DOCUMENT EXCERPT

The per-task oom_adj value is a characteristic of its mm more than the
task itself since it's not possible to oom kill any thread that shares
the mm.  If a task were to be killed while attached to an mm that could
not be freed because another thread were set to OOM_DISABLE, it would
have needlessly been terminated since there is no potential for future
memory freeing.

This patch moves oomkilladj (now more appropriately named oom_adj) from
struct task_struct to struct mm_struct.  This requires task_lock() on a
task to check its oom_adj value to protect against exec, but it's already
necessary to take the lock when dereferencing the mm to find the total VM
size for the badness heuristic.

This fixes a livelock if the oom killer chooses a task and another thread
sharing the same memory has an oom_adj value of OOM_DISABLE.  This occurs
because oom_kill_task() repeatedly returns 1 and refuses to kill the
chosen task while select_bad_process() will repeatedly choose the same
task during the next retry.

Taking task_lock() in select_bad_process() to check for OOM_DISABLE and
in oom_kill_task() to check for threads sharing the same memory will be
removed in the next patch in this series where it will no longer be
necessary.

Writing to /proc/pid/oom_adj for a kthread will now return -EINVAL since
these threads are immune from oom killing already.  They simply report an
oom_adj value of OOM_DISABLE.

COLLECTED DATA
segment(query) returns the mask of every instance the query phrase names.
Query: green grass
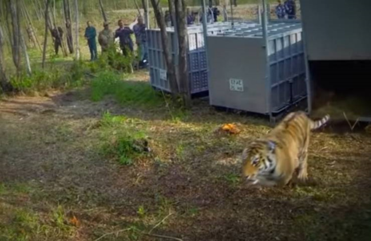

JOBS
**a.** Copy the stretch of the oom_adj patch description from "The per-task oom_adj" through "the badness heuristic.".
**b.** For each statement, say yes or no depending on whether the oom_adj patch description agrees with it, and quote the words from it that decide: (i) The patch moves oomkilladj from struct mm_struct to struct task_struct. (ii) Writing to /proc/pid/oom_adj for a kthread will now return -EINVAL. (iii) The livelock happens because select_bad_process() repeatedly returns 1.

TASK RESULTS
**a.**
The per-task oom_adj value is a characteristic of its mm more than the
task itself since it's not possible to oom kill any thread that shares
the mm.  If a task were to be killed while attached to an mm that could
not be freed because another thread were set to OOM_DISABLE, it would
have needlessly been terminated since there is no potential for future
memory freeing.

This patch moves oomkilladj (now more appropriately named oom_adj) from
struct task_struct to struct mm_struct.  This requires task_lock() on a
task to check its oom_adj value to protect against exec, but it's already
necessary to take the lock when dereferencing the mm to find the total VM
size for the badness heuristic.

**b.**
(i) No: "This patch moves oomkilladj (now more appropriately named oom_adj) from struct task_struct to struct mm_struct."
(ii) Yes: "Writing to /proc/pid/oom_adj for a kthread will now return -EINVAL"
(iii) No: "because oom_kill_task() repeatedly returns 1 and refuses to kill the chosen task"